Rispunta Bija, il trafficante invitato nel 2017 al Cara di Mineo

Tra le tante immagini arrivate dal Paese nordafricano in questi giorni, c’è quella che ritrae due giovani a bordo in un selfie con alle spalle decine di ragazzi trucidati a sangue freddo lungo una strada. Una foto straziante, che ha mostrato i livelli di crudeltà di un conflitto spesso ritenuto “a bassa intensità” e che invece dal 2011 non ha mai smesso di provocare fratricidi massacri a due passi dal nostro Paese. E tra le foto di giovani barbuti ed esultanti per il loro ingresso a Sabratha, è emerso anche un volto molto familiare all’Italia: è quello di Abdou Rahman Milad, conosciuto come Bija. Se pronunciato lungo le coste nordafricane, questo nome potrebbe suscitare reazioni di paura soprattutto tra le persone che aspettano di imbarcarsi verso l’Italia. Bija è uno dei più pericolosi trafficanti di esseri umani, così come segnalato in diversi rapporti delle Nazioni Unite ed in diverse inchieste giornalistiche.

• [Parte di un file di dati]
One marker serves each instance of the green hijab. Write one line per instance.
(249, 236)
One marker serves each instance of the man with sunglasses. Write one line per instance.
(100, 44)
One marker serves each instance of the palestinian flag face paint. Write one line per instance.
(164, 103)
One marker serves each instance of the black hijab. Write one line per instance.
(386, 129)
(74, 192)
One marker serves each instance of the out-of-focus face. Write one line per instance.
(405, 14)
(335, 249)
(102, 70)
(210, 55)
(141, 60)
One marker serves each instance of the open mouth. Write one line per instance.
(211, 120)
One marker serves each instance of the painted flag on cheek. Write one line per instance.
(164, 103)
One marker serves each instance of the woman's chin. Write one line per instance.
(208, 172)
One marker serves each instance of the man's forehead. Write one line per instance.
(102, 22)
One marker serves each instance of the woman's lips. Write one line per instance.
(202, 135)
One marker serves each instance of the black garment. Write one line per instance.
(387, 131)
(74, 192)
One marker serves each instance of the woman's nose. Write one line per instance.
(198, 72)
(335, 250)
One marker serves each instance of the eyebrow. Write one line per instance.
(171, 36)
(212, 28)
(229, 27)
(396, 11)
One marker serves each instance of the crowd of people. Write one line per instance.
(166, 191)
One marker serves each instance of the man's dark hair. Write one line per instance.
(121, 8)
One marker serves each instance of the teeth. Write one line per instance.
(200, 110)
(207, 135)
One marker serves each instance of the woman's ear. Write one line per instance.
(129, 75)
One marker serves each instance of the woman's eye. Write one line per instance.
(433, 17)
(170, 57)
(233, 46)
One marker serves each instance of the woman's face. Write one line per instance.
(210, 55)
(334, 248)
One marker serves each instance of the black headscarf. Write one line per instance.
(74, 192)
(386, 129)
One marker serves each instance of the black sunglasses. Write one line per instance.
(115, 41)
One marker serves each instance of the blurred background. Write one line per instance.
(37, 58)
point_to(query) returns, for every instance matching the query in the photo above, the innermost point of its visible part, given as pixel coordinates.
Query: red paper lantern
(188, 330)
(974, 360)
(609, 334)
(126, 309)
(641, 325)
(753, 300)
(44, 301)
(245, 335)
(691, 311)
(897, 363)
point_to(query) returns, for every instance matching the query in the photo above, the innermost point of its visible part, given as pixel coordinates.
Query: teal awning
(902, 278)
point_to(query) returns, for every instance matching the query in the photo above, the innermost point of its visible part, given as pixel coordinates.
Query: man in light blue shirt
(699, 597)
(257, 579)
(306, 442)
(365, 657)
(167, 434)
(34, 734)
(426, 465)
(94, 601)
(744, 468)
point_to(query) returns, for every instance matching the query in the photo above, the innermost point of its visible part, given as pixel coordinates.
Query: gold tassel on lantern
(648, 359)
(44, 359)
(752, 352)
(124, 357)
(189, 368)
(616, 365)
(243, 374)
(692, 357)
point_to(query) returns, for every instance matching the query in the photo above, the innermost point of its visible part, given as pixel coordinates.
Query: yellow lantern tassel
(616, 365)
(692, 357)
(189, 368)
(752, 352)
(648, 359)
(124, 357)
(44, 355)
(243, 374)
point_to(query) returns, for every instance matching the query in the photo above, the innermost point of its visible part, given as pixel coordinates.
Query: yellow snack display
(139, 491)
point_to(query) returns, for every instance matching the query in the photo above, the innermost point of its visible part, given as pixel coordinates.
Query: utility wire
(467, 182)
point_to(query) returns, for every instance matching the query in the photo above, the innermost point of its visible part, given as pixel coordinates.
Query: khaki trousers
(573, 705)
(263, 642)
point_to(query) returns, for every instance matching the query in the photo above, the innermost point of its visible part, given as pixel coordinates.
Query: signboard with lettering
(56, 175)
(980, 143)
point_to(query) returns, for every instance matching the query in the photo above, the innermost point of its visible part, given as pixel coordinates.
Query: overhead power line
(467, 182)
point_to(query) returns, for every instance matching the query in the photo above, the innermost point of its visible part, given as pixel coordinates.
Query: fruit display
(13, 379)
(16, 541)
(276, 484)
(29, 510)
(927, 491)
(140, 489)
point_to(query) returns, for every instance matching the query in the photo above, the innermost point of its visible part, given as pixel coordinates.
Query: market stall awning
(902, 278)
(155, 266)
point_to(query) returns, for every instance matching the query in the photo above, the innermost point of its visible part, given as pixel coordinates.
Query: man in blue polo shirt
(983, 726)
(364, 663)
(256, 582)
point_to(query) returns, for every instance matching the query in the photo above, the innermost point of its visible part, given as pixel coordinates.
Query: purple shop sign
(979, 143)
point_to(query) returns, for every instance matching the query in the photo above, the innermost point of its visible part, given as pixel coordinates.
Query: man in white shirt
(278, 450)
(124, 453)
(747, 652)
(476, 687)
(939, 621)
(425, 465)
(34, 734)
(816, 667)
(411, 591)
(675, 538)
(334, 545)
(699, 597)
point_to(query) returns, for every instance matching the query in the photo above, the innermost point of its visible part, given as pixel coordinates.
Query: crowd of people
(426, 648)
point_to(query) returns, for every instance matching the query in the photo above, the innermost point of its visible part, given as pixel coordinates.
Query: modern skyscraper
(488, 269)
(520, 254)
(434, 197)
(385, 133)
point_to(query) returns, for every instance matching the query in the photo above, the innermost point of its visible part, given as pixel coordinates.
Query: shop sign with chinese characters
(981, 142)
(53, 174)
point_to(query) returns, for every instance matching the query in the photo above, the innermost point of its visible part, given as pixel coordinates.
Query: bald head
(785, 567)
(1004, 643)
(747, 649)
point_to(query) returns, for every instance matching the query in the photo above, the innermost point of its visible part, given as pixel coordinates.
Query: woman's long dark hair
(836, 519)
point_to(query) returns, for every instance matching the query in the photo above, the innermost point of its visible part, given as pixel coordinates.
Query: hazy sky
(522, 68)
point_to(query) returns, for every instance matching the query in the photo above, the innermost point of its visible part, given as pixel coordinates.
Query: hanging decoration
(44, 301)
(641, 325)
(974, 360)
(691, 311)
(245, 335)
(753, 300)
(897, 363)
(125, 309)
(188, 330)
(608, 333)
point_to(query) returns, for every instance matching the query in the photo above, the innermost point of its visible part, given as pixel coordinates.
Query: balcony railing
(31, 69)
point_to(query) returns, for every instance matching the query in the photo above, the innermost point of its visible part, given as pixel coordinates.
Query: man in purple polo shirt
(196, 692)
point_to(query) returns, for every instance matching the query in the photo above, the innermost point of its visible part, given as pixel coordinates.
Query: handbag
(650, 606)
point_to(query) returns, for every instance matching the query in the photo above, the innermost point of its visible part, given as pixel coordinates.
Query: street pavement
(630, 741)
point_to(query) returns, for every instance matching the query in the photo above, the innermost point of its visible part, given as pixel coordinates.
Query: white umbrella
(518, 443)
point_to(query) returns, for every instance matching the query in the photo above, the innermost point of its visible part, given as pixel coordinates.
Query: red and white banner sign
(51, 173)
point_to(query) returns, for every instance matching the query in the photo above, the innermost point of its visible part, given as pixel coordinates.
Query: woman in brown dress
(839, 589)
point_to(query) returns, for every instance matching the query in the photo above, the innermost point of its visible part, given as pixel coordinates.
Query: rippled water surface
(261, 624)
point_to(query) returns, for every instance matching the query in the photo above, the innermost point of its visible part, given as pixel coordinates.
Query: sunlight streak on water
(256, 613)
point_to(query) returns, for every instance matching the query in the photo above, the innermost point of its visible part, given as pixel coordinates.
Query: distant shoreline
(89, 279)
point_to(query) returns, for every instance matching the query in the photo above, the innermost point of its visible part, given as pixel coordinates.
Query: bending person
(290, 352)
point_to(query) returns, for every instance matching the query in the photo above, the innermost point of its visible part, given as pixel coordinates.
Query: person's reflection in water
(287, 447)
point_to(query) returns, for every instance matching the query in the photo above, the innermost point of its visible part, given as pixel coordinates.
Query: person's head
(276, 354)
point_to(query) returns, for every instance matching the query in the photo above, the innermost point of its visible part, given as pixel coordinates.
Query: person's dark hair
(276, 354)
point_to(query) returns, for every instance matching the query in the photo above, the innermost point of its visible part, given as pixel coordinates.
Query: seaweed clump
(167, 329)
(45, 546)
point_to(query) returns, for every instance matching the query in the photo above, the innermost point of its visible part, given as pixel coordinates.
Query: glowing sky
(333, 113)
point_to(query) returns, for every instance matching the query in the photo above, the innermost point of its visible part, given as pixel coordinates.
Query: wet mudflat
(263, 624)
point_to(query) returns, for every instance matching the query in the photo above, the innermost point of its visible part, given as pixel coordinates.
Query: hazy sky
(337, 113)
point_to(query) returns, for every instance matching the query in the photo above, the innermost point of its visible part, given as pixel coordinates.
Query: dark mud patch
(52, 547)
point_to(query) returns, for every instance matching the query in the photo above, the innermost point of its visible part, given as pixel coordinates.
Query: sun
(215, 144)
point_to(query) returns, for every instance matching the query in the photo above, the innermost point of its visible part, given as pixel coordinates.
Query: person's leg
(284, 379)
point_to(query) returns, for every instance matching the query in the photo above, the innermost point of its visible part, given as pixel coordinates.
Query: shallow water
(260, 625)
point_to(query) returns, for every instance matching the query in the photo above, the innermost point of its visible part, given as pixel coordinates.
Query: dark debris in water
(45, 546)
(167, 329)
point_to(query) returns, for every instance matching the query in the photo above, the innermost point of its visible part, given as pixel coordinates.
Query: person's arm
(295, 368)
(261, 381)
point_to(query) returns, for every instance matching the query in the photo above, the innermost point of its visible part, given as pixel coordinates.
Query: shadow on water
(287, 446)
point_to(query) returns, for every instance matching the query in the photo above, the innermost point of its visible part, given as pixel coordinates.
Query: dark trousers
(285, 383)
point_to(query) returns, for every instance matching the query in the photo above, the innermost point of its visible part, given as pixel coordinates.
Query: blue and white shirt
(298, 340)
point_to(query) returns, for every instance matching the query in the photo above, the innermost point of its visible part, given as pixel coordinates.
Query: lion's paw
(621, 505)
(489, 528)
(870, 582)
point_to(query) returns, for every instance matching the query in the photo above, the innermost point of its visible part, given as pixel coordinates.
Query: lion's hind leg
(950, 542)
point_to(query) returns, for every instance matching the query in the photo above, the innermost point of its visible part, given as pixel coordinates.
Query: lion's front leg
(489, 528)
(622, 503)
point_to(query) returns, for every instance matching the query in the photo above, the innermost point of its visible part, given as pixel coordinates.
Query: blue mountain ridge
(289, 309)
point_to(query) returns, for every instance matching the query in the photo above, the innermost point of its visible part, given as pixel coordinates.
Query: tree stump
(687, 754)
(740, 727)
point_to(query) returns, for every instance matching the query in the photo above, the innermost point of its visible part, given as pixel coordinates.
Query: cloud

• [Esercizio] Prosegui l'articolo sul trafficante Bija, cominciando subito dopo la sua ultima frase.

• [Soluzione]
Sul The Post Internazionale, l’italiana Nancy Porsia ha spiegato come l’appartenenza di Bija alla potente tribù di Zawiya degli Abu Hamyra ha fatto sì che il giovane entrasse prima nelle forze delle Petroleum Facilities Guard, successivamente poi nel giro del traffico di migranti. Ma, come spesso accaduto nella Libia post Gheddafi, i ruoli di ladro e controllore ad un certo punto si sono unificati in una sola persona. Bija ha infatti fatto valere la sua posizione di uomo potente di Zawiya per diventare membro della Guardia Costiera libica e controllare le partenze dei barconi. In veste di ufficiale libico, come rivelato da Nello Scavo su Avvenire lo scorso ottobre, ha partecipato ad un incontro con alcuni funzionari italiani all’interno del Cara di Mineo nel maggio del 2017. In quelle settimane erano in corso, quando il Viminale era guidato da Marco Minniti, le prime trattative con Tripoli per provare ad arginare una crisi migratoria che stava riversando migliaia di migranti ogni mese lungo le nostre coste.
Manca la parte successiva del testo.